You’ve been Wikileaked: The Continuing Malaise in Afghanistan

Wikileaks is proving to be a gem of surveillance and discovery. Having exposed an assortment of brutalities, censorship farces, and government duplicity since its inception, the organisation has managed several information coups over the last few years. The latest is notably one of its most significant ones, the compilation of some 92,000 reports from January 2004 to December 2009 detailing why the Taliban, despite the drawing of $300 billion from US coffers, remains active. So confident has Wikileaks become that it has managed to feed the material on conditions to such papers as The Guardian, Der Spiegel and the New York Times.

The enterprising founder of this whistle blowing concern, Julian Assange, argues that the release ‘will show the true nature of this war. And then the public from Afghanistan and other nations can see what is really going on and take steps to address the problems’ (Newshour, Jul 26).

DATA:
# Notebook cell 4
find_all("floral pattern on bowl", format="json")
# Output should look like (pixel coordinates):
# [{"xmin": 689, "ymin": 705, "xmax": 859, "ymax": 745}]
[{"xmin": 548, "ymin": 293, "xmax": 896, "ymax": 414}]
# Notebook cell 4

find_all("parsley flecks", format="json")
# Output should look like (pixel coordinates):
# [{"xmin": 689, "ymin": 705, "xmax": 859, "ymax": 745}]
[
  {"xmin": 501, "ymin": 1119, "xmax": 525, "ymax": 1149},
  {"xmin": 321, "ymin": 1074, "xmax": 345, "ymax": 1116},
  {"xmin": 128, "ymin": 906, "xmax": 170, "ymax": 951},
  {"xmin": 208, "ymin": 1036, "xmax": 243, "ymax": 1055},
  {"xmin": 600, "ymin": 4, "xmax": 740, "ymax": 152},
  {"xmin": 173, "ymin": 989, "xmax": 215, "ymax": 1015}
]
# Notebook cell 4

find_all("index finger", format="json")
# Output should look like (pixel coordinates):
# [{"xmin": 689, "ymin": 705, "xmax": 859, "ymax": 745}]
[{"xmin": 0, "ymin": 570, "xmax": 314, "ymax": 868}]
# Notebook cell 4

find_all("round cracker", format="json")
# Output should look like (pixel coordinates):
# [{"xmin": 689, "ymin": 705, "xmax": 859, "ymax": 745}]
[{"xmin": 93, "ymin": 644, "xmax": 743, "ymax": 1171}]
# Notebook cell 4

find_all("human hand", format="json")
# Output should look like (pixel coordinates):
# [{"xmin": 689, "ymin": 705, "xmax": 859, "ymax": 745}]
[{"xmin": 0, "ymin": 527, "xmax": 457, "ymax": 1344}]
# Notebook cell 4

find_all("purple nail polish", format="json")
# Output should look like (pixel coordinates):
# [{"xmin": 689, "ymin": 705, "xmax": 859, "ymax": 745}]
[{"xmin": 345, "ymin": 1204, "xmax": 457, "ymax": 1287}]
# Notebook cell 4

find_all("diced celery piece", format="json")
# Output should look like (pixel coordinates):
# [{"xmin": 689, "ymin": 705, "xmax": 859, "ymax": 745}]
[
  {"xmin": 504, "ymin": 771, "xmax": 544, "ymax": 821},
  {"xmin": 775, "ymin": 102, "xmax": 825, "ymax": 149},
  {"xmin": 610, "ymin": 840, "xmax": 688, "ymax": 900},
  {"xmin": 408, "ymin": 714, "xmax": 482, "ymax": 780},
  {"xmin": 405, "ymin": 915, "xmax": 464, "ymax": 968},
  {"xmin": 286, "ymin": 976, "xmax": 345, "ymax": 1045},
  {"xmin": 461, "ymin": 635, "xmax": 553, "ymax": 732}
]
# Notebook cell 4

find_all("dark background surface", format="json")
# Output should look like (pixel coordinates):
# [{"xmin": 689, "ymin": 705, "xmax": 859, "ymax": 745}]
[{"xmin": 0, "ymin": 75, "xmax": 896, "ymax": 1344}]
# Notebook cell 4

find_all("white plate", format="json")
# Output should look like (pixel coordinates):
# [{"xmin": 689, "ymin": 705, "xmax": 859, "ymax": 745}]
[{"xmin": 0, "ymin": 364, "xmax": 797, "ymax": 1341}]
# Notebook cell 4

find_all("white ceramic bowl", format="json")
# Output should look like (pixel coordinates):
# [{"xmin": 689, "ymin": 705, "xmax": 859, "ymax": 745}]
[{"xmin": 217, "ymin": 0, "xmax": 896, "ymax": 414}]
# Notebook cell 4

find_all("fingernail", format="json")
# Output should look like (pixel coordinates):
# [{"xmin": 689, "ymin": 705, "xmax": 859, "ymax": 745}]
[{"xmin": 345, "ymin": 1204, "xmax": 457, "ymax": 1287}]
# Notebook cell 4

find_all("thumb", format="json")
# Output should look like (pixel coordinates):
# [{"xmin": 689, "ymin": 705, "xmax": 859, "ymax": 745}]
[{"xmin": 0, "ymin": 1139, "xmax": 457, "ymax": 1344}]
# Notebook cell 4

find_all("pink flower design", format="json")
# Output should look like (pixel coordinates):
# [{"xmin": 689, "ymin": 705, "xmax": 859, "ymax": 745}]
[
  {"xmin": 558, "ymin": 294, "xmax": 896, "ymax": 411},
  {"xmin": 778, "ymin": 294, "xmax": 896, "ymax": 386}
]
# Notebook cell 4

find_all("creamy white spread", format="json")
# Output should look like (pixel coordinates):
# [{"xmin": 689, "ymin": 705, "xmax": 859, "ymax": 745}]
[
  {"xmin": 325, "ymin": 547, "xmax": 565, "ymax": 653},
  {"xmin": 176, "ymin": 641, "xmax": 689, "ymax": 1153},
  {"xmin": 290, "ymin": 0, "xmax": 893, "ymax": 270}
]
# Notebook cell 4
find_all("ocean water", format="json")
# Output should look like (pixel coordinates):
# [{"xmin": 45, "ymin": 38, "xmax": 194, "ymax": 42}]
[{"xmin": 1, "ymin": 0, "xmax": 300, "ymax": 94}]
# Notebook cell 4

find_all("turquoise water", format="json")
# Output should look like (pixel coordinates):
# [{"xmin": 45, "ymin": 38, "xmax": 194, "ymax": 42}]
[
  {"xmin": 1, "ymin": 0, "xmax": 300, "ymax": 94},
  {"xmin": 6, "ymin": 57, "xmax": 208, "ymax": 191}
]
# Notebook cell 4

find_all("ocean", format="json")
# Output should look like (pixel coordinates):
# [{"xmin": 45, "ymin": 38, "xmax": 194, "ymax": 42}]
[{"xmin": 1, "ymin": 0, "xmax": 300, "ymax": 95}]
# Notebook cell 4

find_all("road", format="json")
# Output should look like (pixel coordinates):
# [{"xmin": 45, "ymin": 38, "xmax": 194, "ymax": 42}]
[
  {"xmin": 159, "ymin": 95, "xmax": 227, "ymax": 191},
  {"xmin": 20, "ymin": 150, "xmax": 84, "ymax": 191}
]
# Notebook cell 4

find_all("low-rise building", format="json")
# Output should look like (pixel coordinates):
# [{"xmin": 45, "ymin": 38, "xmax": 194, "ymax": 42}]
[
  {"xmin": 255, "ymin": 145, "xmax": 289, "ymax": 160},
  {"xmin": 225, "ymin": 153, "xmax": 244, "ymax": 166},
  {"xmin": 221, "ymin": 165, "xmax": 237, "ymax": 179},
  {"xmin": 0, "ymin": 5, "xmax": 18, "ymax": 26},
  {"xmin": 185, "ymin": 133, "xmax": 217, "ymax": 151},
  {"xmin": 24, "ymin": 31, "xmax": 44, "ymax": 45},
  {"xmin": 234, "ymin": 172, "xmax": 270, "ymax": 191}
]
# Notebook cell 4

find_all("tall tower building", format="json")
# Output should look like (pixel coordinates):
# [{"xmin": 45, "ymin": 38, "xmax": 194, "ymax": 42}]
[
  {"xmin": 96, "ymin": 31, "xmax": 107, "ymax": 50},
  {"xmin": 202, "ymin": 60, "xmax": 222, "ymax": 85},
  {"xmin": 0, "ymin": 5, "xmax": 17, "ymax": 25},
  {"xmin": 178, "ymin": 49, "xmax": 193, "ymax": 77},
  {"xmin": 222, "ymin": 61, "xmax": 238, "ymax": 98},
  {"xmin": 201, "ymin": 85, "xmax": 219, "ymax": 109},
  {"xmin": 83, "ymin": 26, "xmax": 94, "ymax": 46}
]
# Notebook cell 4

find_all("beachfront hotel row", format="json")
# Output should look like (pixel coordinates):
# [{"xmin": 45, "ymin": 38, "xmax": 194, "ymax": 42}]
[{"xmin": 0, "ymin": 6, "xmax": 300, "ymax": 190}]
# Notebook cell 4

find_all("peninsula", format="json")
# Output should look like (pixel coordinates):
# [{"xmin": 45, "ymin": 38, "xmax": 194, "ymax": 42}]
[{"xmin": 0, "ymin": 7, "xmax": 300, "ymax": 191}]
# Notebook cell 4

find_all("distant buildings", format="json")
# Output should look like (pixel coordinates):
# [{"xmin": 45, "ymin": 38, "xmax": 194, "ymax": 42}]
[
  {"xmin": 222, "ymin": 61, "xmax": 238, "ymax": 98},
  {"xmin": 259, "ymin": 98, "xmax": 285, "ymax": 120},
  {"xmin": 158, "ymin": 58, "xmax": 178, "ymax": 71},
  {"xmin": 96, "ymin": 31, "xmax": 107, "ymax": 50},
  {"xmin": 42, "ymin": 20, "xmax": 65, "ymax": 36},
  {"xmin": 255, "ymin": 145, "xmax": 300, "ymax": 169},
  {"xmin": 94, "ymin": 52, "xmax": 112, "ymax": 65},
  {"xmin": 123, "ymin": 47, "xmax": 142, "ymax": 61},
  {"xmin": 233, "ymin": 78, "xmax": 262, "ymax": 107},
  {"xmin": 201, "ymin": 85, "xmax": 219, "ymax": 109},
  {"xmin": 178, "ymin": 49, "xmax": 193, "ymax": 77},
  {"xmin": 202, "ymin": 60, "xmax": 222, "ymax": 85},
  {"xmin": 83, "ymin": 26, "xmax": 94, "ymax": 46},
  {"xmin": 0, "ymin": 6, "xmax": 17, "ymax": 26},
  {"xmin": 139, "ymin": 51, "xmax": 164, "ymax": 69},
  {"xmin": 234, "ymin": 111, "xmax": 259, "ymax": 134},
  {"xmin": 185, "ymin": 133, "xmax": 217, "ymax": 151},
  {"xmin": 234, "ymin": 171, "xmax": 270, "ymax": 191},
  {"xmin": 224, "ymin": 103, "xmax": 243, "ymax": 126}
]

GIVEN REQUEST A:
In the Wikileaks piece, how many reports make up the latest compilation, and what period do they cover?
GIVEN REQUEST B:
Revise the Wikileaks piece, starting with "The enterprising founder" and going on through "(Newshour, Jul 26).", so that "enterprising" becomes "resourceful".
GIVEN REQUEST C:
Write what follows the final sentence of the Wikileaks piece.

EXERCISE RESPONSE A:
Some 92,000 reports, from January 2004 to December 2009.

EXERCISE RESPONSE B:
The resourceful founder of this whistle blowing concern, Julian Assange, argues that the release ‘will show the true nature of this war. And then the public from Afghanistan and other nations can see what is really going on and take steps to address the problems’ (Newshour, Jul 26).

EXERCISE RESPONSE C:
A few nasties, the sort administrations would rather the public did not know, have come to light. The Taliban, for one, have been using various heat-seeking missiles against coalition aircraft. This is hardly a revelation, though it is an uncomfortable reality for the forces stationed in Afghanistan. Not all the weapons funnelled to the Mujahadeen by the CIA in its war against he Soviets were used. Enemies have a habit of changing.

US Secretary of Defense Robert Gates and National Security Advisor General James Jones are furious, but have little reason to be. Wikileaks was obligated, according to these wise men, to contact the US government. On the one hand, they are convinced that US and Coalition security has been compromised. On the other, they claim that the documents do not reveal anything we did not already know, namely, that the situation is messy, the allies unreliable and the Taliban determined. The fury seems to lie less in the information than the act of telling it.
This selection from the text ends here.